[[ RAW DATA open ]]

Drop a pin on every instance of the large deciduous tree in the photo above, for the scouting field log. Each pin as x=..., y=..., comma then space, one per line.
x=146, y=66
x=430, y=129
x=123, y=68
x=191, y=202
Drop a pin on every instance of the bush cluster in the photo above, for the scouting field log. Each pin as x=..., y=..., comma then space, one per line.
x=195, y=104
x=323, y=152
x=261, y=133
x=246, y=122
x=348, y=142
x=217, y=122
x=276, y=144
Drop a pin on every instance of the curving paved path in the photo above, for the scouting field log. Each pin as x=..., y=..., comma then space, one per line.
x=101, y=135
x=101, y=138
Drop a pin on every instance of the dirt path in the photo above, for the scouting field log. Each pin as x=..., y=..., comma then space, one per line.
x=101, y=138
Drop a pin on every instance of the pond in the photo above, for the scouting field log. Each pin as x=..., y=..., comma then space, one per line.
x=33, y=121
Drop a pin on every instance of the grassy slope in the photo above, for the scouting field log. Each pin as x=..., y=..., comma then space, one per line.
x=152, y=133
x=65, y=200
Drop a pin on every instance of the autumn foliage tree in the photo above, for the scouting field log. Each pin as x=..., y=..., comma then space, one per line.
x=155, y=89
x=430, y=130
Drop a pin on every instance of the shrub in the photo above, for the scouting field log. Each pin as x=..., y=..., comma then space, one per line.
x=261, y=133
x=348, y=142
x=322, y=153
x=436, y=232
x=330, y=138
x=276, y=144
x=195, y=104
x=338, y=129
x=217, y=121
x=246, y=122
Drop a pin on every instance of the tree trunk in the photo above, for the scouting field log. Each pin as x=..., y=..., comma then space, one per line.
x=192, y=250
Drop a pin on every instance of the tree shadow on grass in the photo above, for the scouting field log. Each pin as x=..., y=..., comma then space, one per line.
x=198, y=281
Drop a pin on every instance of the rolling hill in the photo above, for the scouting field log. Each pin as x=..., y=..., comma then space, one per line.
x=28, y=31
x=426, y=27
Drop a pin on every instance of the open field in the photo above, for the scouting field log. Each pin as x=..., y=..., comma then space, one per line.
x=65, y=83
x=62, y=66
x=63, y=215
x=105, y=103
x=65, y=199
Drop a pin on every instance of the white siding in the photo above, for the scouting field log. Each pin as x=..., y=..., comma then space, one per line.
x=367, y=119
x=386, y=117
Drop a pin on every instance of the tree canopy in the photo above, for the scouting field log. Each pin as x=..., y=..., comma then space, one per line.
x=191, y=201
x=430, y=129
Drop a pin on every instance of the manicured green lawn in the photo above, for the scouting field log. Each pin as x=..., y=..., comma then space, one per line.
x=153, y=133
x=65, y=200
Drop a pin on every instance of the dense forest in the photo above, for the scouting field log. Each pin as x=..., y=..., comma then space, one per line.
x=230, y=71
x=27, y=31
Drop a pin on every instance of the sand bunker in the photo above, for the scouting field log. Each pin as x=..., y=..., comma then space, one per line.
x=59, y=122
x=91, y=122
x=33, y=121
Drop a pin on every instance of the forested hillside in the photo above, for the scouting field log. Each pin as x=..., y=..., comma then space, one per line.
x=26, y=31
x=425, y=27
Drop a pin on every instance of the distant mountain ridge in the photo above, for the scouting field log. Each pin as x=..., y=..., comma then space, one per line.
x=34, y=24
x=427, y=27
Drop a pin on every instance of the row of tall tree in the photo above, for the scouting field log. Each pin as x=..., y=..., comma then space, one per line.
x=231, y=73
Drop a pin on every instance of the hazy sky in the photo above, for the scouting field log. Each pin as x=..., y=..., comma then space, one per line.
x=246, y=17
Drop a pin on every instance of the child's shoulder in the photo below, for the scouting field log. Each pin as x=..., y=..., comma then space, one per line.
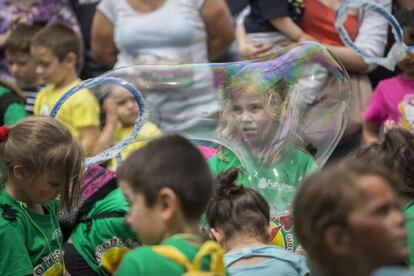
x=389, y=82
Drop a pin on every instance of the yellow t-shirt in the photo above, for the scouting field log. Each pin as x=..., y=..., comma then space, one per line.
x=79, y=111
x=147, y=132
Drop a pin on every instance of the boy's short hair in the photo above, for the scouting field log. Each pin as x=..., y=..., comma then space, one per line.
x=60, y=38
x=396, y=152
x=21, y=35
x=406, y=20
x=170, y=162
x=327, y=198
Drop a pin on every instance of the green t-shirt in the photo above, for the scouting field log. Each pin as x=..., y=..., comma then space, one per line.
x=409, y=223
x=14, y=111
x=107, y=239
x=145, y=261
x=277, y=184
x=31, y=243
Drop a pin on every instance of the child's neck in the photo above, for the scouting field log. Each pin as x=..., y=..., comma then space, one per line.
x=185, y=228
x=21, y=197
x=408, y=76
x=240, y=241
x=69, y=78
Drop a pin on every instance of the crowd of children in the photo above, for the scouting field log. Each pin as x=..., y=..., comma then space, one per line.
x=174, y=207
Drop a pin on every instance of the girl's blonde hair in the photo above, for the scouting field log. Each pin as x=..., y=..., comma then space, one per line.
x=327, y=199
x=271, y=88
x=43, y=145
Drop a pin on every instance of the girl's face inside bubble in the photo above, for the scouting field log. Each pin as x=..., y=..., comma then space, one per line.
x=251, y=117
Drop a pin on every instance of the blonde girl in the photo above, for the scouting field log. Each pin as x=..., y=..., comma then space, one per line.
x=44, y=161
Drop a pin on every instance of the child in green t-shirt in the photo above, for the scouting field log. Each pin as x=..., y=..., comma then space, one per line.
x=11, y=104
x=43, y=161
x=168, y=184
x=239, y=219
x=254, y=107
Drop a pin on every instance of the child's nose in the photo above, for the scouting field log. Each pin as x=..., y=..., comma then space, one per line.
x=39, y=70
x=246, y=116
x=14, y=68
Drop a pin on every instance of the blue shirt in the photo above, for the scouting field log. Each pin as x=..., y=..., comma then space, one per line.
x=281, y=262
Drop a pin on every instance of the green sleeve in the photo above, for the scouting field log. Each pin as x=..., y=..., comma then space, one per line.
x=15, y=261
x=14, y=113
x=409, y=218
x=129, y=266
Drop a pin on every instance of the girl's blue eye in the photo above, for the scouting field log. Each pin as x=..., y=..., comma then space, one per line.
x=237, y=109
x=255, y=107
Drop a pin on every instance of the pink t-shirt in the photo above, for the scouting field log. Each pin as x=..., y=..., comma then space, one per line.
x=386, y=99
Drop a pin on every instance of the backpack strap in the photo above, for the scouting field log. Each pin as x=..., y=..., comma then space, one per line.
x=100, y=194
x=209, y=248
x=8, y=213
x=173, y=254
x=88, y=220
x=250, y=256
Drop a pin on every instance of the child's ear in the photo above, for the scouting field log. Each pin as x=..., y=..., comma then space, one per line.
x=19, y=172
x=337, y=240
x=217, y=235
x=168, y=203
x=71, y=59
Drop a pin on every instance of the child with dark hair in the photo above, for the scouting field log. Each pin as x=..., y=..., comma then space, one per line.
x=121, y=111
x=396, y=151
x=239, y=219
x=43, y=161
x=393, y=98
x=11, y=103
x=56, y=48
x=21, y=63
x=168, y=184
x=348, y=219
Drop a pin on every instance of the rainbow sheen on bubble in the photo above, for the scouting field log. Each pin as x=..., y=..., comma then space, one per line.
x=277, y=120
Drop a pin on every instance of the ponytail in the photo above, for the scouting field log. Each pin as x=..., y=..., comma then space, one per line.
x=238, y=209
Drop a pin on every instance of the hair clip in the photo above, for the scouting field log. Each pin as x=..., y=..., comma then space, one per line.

[[ RAW DATA closed ]]

EXERCISE DESCRIPTION
Leave out the pictures and transcribe the entries above exactly.

ANSWER FOR THIS EXERCISE
Drop a pin on every instance of the large deciduous tree in the photo above, for the scouting field log. Each pin as x=..., y=..., comma then space, one per line.
x=146, y=66
x=430, y=129
x=123, y=68
x=191, y=202
Drop a pin on every instance of the bush cluster in the photo above, for the scouting field log. Each pin as x=..., y=..., comma then space, one per line.
x=195, y=104
x=323, y=152
x=261, y=133
x=246, y=122
x=348, y=142
x=217, y=122
x=276, y=144
Drop a pin on every instance of the curving paved path in the photo above, for the scouting field log. Each pin as x=..., y=..., comma then space, one per line.
x=101, y=135
x=101, y=138
Drop a pin on every instance of the dirt path in the photo above, for the scouting field log. Each pin as x=..., y=..., comma then space, one per line.
x=101, y=138
Drop a pin on every instance of the pond in the photo above, for the scouting field log. Each pin as x=..., y=..., comma then space, one per line.
x=33, y=121
Drop a pin on every instance of the grassy slope in the photo above, for the scouting field log. Each pin as x=..., y=..., comma then space, one per line.
x=152, y=133
x=65, y=200
Drop a pin on every instance of the autumn foliage tree in the photo above, for the scouting field log. Each pin as x=..., y=..., comma then space, one per line.
x=155, y=89
x=430, y=130
Drop a pin on every instance of the shrub in the photo above, for the scouting field log. Each pin as x=..., y=..., comma then space, one per line.
x=261, y=133
x=348, y=142
x=322, y=153
x=436, y=232
x=330, y=138
x=276, y=144
x=195, y=104
x=338, y=129
x=217, y=121
x=246, y=122
Drop a pin on every instance of the tree trunk in the photo above, for the scouting field log. Each pin as x=..., y=..., comma then space, one per line.
x=192, y=250
Drop a pin on every instance of the tree shadow on grass in the photo above, for the scouting field log. Each pin as x=..., y=..., comma then space, one per line.
x=198, y=281
Drop a pin on every instance of the rolling hill in the photo above, for the scouting field log. Each pin as x=..., y=..., comma then space, one per line.
x=28, y=31
x=426, y=27
Drop a pin on every instance of the open field in the photo above, for the scouting field log. Each pin as x=..., y=..., comma then space, one per line.
x=65, y=83
x=62, y=66
x=63, y=215
x=105, y=103
x=65, y=199
Drop a pin on every instance of the white siding in the photo above, for the scouting field log. Each pin as x=..., y=..., comma then space, one per line.
x=367, y=119
x=386, y=117
Drop a pin on every instance of the tree canopy in the photo above, for the scouting field log. Each pin as x=..., y=..., comma then space, one per line.
x=191, y=201
x=430, y=129
Drop a pin on every instance of the manicured green lawn in the photo above, for the scouting field log. Each pin as x=..., y=..., comma then space, one per line.
x=153, y=133
x=65, y=200
Drop a pin on every instance of the dense forest in the photo above, for the scouting field log. Each pin as x=..., y=..., comma then space, one per line.
x=230, y=71
x=27, y=31
Drop a pin on every instance of the sand bunker in the photo above, for the scouting field log. Each pin as x=..., y=..., comma then space, one per line.
x=59, y=122
x=91, y=122
x=33, y=121
Drop a pin on every instance of the forested hillside in the photo above, for the scouting field log. Each pin as x=..., y=..., comma then space, one per line.
x=26, y=31
x=425, y=27
Drop a pin on every instance of the distant mountain ridge in the photo above, for the scouting field log. Each pin as x=..., y=..., comma then space, one per line.
x=34, y=24
x=427, y=27
Drop a pin on every instance of the row of tall tree in the photo above, for the scouting field log. Each pin as x=..., y=..., comma then space, one per line.
x=231, y=73
Drop a pin on every instance of the hazy sky in the photo above, for the scouting field log. Each pin as x=..., y=..., comma then space, one per line.
x=246, y=17
Drop a pin on every instance of the child's shoulder in the photo below, for the scouting field log. Each pin as x=..., y=..., comma then space, one per line.
x=389, y=82
Drop a pin on every instance of the yellow t-shirt in the photo above, for the scouting field log. Each pin as x=..., y=..., comma then space, one per line.
x=79, y=111
x=147, y=132
Drop a pin on every instance of the boy's short hair in the photo above, for the scouting field log. Each pin as x=..., y=..., comma then space, one per line.
x=60, y=38
x=396, y=152
x=21, y=35
x=406, y=20
x=170, y=162
x=327, y=198
Drop a pin on every instance of the green t-shirt in the photo above, for the scouting field log. Each pin as x=..., y=..., comma then space, one per line.
x=409, y=223
x=14, y=111
x=107, y=239
x=145, y=261
x=277, y=184
x=31, y=243
Drop a pin on every instance of the child's neck in the photo above, for the scouting field log. Each pin as x=..., y=..., comma then space, one per line.
x=185, y=228
x=21, y=197
x=408, y=76
x=240, y=241
x=69, y=78
Drop a pin on every instance of the crowd of children in the photo above, for the scouting field log. Each pin as x=..., y=..., comma then space, one per line.
x=174, y=207
Drop a pin on every instance of the girl's blonde hair in the photo above, for the scouting field log. Each pin as x=..., y=..., comma then space, one per line.
x=327, y=199
x=271, y=88
x=43, y=145
Drop a pin on every instance of the girl's face inside bubble in the photo above, for the scouting field log. Each pin as x=..., y=..., comma then space, one per line.
x=251, y=117
Drop a pin on every instance of the blonde girl in the photo above, for the scouting field log. Each pin as x=..., y=..., comma then space, one per line.
x=44, y=161
Drop a pin on every instance of the child in green t-shirt in the photo above, for the scouting field log. Each pin as x=..., y=..., comma then space, one per line.
x=11, y=104
x=43, y=161
x=168, y=184
x=239, y=219
x=254, y=107
Drop a pin on every instance of the child's nose in the photo above, for the scouting field log. Each pin as x=..., y=..., comma then space, one per line.
x=39, y=70
x=246, y=116
x=14, y=68
Drop a pin on every instance of the blue shirt in the photo above, for the scouting field log. Each pin as x=..., y=..., comma then space, one per line.
x=281, y=262
Drop a pin on every instance of the green sleeve in the photo above, for the scouting field log. Each pin as x=..., y=..., comma then space, one per line.
x=15, y=261
x=14, y=113
x=409, y=218
x=129, y=266
Drop a pin on every instance of the girl's blue eye in the photo above, for the scouting field log. Each pin as x=..., y=..., comma then space, one per line.
x=237, y=109
x=255, y=107
Drop a pin on every instance of the pink t-shirt in the photo above, for the scouting field log. Each pin as x=..., y=..., comma then space, one per line.
x=386, y=99
Drop a pin on every instance of the backpack strap in the photo above, for the scouting field log. Each pin as x=..., y=..., comma then space, one per line.
x=100, y=194
x=209, y=248
x=8, y=213
x=173, y=254
x=88, y=220
x=250, y=256
Drop a pin on every instance of the child's ear in the photo above, for the scouting field log. Each pin as x=..., y=..., comma then space, one per line.
x=19, y=172
x=337, y=240
x=217, y=235
x=168, y=203
x=71, y=59
Drop a pin on every instance of the child with dark hair in the photo above, for the scouting field log. Each pin as x=..., y=..., comma then space, one per line.
x=121, y=111
x=396, y=151
x=239, y=219
x=43, y=161
x=393, y=98
x=11, y=103
x=56, y=48
x=21, y=63
x=168, y=184
x=348, y=219
Drop a pin on every instance of the rainbow sheen on bubble in the photo above, for the scouting field log. Each pin as x=..., y=..., comma then space, one per line.
x=277, y=120
Drop a pin on every instance of the ponytail in the photo above, for the scouting field log. Each pin as x=..., y=..., comma then space, one per line.
x=238, y=209
Drop a pin on every instance of the hair clip in the photo above, for the scouting field log. Each pin as x=..., y=..., comma then space, one per line.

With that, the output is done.